If a line in the records below contains "boulder", copy that line.

[[ SOURCE INFORMATION open ]]

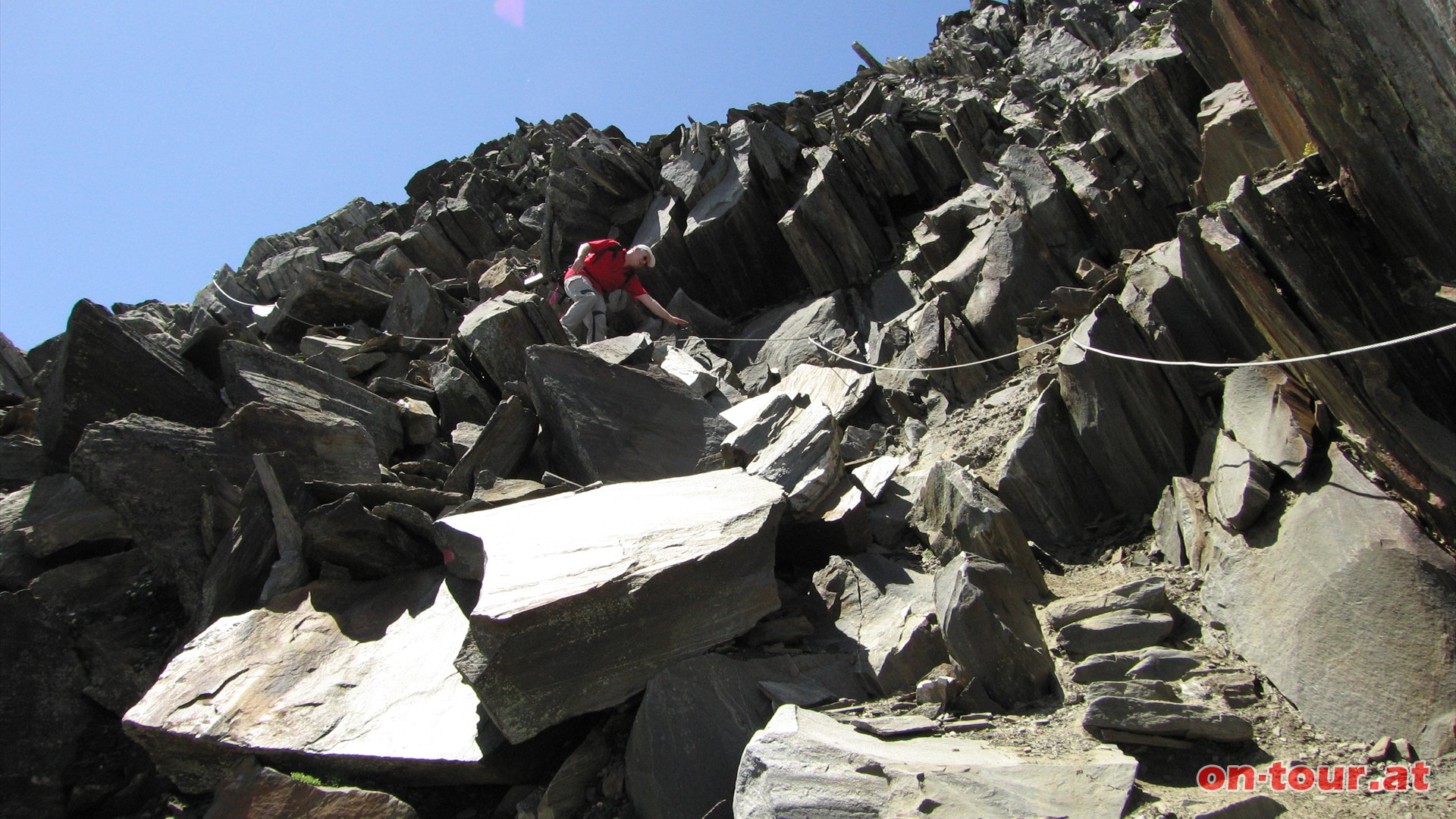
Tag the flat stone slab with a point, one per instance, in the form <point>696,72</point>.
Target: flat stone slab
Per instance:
<point>585,596</point>
<point>338,675</point>
<point>807,764</point>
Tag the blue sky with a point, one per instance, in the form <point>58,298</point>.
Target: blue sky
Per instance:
<point>146,143</point>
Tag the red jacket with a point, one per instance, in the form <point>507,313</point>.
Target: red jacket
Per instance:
<point>606,268</point>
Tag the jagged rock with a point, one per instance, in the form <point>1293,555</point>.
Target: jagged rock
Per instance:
<point>808,763</point>
<point>324,447</point>
<point>1288,607</point>
<point>1239,484</point>
<point>253,792</point>
<point>335,678</point>
<point>612,423</point>
<point>1149,595</point>
<point>253,373</point>
<point>1155,717</point>
<point>1119,630</point>
<point>574,589</point>
<point>990,630</point>
<point>155,474</point>
<point>1145,664</point>
<point>698,716</point>
<point>346,534</point>
<point>1272,416</point>
<point>794,442</point>
<point>884,613</point>
<point>1125,414</point>
<point>419,311</point>
<point>42,711</point>
<point>322,297</point>
<point>55,513</point>
<point>957,513</point>
<point>500,447</point>
<point>1046,479</point>
<point>498,333</point>
<point>96,378</point>
<point>460,397</point>
<point>1235,140</point>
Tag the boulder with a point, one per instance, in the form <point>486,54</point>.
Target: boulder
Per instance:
<point>792,442</point>
<point>576,586</point>
<point>883,613</point>
<point>254,792</point>
<point>959,513</point>
<point>498,331</point>
<point>1289,607</point>
<point>612,423</point>
<point>992,632</point>
<point>55,513</point>
<point>95,379</point>
<point>1156,717</point>
<point>1119,630</point>
<point>698,716</point>
<point>254,373</point>
<point>340,678</point>
<point>1272,416</point>
<point>808,763</point>
<point>1239,484</point>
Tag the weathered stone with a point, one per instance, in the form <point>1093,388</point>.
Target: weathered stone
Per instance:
<point>498,333</point>
<point>500,447</point>
<point>957,513</point>
<point>96,378</point>
<point>346,534</point>
<point>792,442</point>
<point>254,373</point>
<point>574,589</point>
<point>1272,416</point>
<point>55,513</point>
<point>1119,630</point>
<point>1149,595</point>
<point>460,397</point>
<point>1155,717</point>
<point>612,423</point>
<point>253,792</point>
<point>883,613</point>
<point>1147,664</point>
<point>990,630</point>
<point>1235,142</point>
<point>1125,414</point>
<point>1288,607</point>
<point>335,678</point>
<point>1046,479</point>
<point>1239,484</point>
<point>698,716</point>
<point>808,763</point>
<point>419,311</point>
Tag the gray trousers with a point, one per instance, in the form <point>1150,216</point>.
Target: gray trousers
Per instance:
<point>587,308</point>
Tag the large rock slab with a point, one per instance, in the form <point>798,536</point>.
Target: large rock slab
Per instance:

[[ SOURCE INFORMATION closed ]]

ANSWER AREA:
Tag the boulder with a point, one per instance, in the form <point>486,54</point>.
Target: boulder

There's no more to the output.